▼▼▼

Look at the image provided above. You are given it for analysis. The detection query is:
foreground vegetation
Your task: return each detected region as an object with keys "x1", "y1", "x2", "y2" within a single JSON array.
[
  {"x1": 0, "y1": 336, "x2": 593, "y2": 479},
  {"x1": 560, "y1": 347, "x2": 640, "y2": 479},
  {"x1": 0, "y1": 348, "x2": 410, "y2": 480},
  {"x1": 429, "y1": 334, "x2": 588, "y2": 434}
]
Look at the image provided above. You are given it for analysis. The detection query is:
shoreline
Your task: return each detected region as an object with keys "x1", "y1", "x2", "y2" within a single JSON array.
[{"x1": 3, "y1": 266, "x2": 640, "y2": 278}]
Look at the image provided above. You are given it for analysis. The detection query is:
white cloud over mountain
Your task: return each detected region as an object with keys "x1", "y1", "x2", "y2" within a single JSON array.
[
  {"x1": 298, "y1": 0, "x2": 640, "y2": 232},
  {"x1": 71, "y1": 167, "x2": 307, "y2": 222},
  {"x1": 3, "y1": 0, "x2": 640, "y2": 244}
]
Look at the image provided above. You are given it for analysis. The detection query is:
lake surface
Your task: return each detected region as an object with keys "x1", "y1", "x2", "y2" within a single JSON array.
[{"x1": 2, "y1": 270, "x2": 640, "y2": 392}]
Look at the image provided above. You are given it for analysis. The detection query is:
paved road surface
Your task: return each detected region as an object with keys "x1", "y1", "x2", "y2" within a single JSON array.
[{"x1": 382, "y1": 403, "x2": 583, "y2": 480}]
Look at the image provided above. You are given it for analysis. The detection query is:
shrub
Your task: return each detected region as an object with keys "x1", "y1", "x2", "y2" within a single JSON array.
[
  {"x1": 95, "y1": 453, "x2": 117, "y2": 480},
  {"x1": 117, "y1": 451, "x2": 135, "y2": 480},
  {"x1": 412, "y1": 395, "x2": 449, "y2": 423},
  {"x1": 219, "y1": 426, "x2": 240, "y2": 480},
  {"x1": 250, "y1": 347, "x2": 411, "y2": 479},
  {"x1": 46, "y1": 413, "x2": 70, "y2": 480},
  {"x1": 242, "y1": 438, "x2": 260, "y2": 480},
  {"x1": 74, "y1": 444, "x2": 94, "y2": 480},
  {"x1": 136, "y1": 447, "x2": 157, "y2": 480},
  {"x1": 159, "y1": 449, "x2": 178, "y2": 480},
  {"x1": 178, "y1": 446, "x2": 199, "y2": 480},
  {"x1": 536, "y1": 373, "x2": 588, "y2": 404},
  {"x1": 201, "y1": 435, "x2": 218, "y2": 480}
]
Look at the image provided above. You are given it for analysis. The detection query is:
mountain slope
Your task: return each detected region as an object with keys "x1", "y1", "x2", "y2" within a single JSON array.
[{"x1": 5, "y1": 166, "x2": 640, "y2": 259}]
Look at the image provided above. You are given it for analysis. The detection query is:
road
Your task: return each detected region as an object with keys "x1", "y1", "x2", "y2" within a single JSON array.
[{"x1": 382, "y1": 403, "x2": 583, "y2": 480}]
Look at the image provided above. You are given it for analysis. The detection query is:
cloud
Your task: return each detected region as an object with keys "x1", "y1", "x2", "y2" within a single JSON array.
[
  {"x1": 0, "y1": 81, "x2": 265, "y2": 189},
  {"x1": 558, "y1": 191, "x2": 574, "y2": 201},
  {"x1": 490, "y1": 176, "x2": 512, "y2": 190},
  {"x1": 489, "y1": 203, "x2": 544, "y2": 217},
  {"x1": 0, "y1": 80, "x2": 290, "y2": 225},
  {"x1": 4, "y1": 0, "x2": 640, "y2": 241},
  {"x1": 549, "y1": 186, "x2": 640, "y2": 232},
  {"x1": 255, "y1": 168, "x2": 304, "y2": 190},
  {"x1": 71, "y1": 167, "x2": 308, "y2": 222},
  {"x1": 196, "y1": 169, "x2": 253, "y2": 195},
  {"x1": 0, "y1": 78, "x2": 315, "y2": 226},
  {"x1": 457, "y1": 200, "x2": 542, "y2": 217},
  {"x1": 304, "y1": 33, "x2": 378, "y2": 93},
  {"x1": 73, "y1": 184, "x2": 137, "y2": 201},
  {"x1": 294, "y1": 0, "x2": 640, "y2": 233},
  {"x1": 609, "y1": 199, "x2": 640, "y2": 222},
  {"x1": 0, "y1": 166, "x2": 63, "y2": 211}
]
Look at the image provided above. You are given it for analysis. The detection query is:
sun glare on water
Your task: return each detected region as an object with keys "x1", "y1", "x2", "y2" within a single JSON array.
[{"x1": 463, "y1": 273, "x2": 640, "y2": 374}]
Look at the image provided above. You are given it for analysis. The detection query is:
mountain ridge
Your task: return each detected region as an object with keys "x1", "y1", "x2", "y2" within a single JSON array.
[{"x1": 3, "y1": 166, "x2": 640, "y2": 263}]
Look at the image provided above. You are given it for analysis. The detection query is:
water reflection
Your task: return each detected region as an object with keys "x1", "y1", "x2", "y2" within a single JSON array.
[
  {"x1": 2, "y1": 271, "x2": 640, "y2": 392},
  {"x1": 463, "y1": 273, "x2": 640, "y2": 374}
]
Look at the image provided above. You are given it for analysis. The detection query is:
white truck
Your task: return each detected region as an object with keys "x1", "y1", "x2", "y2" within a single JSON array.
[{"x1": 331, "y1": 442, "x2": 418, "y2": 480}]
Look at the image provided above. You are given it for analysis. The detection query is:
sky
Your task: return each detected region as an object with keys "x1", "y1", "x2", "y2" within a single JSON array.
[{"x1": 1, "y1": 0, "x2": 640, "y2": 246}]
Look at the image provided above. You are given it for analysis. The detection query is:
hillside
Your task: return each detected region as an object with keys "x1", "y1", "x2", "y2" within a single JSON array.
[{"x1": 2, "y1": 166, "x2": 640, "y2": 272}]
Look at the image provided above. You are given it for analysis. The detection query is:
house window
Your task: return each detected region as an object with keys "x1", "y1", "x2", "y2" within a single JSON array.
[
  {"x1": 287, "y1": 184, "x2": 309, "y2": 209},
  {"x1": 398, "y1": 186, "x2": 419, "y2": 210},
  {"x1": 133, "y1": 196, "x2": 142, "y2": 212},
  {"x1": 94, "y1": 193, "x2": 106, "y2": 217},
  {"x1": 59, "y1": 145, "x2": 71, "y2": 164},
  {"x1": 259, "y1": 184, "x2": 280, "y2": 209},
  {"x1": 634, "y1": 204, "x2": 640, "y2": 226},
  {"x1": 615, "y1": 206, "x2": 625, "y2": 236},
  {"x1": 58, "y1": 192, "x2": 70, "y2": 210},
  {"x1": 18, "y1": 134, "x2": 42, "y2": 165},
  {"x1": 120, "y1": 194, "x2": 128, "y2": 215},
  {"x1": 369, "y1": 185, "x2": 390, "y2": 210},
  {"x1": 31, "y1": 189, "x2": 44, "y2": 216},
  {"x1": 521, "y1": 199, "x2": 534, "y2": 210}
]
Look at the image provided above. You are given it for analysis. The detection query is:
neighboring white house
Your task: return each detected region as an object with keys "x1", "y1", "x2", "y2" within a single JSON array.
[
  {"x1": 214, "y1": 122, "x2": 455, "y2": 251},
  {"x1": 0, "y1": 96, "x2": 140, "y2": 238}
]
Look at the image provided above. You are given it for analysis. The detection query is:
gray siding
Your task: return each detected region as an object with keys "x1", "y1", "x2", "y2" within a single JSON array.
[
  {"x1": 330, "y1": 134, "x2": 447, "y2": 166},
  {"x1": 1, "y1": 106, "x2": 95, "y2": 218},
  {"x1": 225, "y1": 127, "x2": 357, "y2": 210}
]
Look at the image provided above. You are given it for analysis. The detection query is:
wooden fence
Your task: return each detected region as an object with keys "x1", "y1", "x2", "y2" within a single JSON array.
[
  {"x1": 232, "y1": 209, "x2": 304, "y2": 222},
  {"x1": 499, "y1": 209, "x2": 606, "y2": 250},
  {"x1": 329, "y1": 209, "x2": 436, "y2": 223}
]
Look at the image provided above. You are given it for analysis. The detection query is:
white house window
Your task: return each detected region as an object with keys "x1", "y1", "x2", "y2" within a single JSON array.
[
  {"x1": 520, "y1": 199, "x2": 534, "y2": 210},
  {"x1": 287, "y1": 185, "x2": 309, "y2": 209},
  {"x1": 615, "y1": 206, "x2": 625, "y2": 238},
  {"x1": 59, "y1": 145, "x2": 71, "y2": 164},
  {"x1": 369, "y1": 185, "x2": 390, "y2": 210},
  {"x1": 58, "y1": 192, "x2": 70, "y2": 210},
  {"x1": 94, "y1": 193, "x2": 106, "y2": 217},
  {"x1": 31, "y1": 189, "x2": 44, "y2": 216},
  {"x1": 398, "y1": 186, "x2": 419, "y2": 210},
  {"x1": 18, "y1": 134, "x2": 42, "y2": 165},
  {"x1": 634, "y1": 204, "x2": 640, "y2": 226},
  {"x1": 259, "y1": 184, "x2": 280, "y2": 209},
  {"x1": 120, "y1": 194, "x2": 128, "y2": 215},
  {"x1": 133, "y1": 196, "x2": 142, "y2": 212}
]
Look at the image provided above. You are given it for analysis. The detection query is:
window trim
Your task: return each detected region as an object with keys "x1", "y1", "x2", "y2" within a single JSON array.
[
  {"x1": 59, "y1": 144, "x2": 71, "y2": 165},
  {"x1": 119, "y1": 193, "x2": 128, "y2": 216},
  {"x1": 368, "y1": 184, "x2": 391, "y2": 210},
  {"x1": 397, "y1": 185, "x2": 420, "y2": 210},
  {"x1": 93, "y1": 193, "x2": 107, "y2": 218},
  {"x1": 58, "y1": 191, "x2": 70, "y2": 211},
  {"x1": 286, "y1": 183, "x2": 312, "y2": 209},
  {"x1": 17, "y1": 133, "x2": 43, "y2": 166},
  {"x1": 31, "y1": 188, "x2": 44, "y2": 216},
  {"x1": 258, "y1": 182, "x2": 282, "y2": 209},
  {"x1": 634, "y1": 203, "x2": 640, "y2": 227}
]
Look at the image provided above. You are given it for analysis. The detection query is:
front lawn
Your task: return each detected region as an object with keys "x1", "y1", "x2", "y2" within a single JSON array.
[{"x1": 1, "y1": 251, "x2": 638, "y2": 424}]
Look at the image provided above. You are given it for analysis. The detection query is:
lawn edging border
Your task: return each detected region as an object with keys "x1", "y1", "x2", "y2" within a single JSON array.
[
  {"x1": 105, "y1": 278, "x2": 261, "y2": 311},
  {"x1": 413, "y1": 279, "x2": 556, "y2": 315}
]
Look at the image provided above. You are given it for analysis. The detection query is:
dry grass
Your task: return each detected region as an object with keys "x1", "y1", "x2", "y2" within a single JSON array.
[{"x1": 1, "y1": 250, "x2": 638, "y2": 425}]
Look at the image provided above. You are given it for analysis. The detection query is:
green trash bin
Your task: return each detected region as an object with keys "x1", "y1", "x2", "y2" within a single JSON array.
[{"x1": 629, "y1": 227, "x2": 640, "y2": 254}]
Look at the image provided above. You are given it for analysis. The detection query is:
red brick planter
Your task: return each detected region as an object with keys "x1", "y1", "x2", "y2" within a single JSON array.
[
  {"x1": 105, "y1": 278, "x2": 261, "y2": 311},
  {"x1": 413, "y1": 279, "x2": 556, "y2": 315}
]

▲▲▲

Going from the line that contains "lawn edging border" to the last line of the records, reproduce every line as written.

→ **ANSWER**
lawn edging border
Your task: return each detected region as an object with keys "x1", "y1", "x2", "y2" within a single JSON array.
[
  {"x1": 105, "y1": 278, "x2": 261, "y2": 311},
  {"x1": 413, "y1": 279, "x2": 556, "y2": 315}
]
Look at the image provided above. You are given it for analysis. The detection query is:
dry grass
Your task: return each detected region as an object with keys "x1", "y1", "x2", "y2" within a single JSON array.
[{"x1": 1, "y1": 250, "x2": 638, "y2": 425}]
Look at the image provided above. You are given it for analysis. The detection query is:
green trash bin
Your task: return each detected region as an object with keys "x1", "y1", "x2", "y2" within a single JSON array.
[{"x1": 629, "y1": 227, "x2": 640, "y2": 254}]
Look at the image provided above. You are given it for analysis. The detection query is:
red brick planter
Your task: return each detected region as an object with keys "x1", "y1", "x2", "y2" within a single JSON array.
[
  {"x1": 105, "y1": 278, "x2": 261, "y2": 311},
  {"x1": 413, "y1": 279, "x2": 556, "y2": 315}
]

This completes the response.